%%

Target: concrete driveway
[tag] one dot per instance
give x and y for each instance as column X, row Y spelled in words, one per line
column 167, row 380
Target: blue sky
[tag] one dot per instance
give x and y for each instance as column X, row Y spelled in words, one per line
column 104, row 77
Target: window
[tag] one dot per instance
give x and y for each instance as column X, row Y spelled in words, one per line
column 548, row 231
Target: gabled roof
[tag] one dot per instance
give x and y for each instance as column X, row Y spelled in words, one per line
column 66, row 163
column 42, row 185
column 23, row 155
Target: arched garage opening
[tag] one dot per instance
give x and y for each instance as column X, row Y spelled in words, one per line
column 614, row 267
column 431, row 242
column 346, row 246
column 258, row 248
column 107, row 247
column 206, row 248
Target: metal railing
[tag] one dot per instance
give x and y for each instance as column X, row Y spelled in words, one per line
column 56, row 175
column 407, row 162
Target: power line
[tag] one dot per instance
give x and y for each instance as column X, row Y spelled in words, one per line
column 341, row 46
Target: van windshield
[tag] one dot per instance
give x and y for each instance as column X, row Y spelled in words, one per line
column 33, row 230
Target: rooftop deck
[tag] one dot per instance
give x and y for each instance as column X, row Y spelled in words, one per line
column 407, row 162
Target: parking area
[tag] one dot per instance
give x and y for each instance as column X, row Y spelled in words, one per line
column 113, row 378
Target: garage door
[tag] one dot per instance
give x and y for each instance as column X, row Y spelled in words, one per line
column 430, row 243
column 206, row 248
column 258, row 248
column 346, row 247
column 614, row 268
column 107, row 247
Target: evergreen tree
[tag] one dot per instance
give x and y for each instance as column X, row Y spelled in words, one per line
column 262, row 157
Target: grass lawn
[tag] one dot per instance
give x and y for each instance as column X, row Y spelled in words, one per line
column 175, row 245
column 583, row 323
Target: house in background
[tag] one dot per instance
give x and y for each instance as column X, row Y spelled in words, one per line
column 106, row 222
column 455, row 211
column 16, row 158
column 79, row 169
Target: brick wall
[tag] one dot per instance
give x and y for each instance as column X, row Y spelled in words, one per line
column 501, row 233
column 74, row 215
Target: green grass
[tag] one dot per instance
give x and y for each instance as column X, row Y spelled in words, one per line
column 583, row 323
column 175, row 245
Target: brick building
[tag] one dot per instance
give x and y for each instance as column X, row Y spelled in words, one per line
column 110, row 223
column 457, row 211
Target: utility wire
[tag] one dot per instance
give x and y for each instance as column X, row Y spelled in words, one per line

%%

**Task directions**
Lay out the items above, from their first line through the line containing "column 113, row 378", as a JSON list of strings with one string per line, both ends included and blank lines skipped.

**Output**
[
  "Target: concrete driveway",
  "[tag] one dot per instance",
  "give x and y for each instance as column X, row Y spelled in words, one per line",
  "column 167, row 380",
  "Target: blue sky",
  "[tag] one dot per instance",
  "give x and y for each instance as column X, row Y spelled in words, one per line",
  "column 104, row 77",
  "Target: window",
  "[tag] one dot per instance",
  "give x and y for each instance as column X, row Y spelled in words, one per line",
  "column 548, row 231",
  "Target: gabled roof",
  "[tag] one dot per instance",
  "give x and y for each instance as column X, row Y spelled in words, one per line",
  "column 66, row 163",
  "column 42, row 185",
  "column 23, row 155",
  "Target: arched garage opening",
  "[tag] one dot per instance",
  "give x and y for each instance as column X, row Y spelled in words, one per line",
  "column 614, row 267",
  "column 431, row 242",
  "column 346, row 246",
  "column 258, row 248",
  "column 107, row 247",
  "column 206, row 248",
  "Target: metal railing",
  "[tag] one dot per instance",
  "give x and y for each instance as column X, row Y spelled in words, one per line",
  "column 56, row 175",
  "column 407, row 162",
  "Target: power line",
  "[tag] one dot per instance",
  "give x and y for each instance as column X, row Y spelled in words, one per line",
  "column 341, row 46",
  "Target: van windshield",
  "[tag] one dot per instance",
  "give x and y for each instance as column X, row Y spelled in words, one per line",
  "column 33, row 230",
  "Target: rooftop deck",
  "[tag] one dot per instance",
  "give x and y for each instance as column X, row Y spelled in words, one per line",
  "column 407, row 162",
  "Target: parking area",
  "[tag] one dot per instance",
  "give x and y for each instance as column X, row Y spelled in words, one per line",
  "column 113, row 378"
]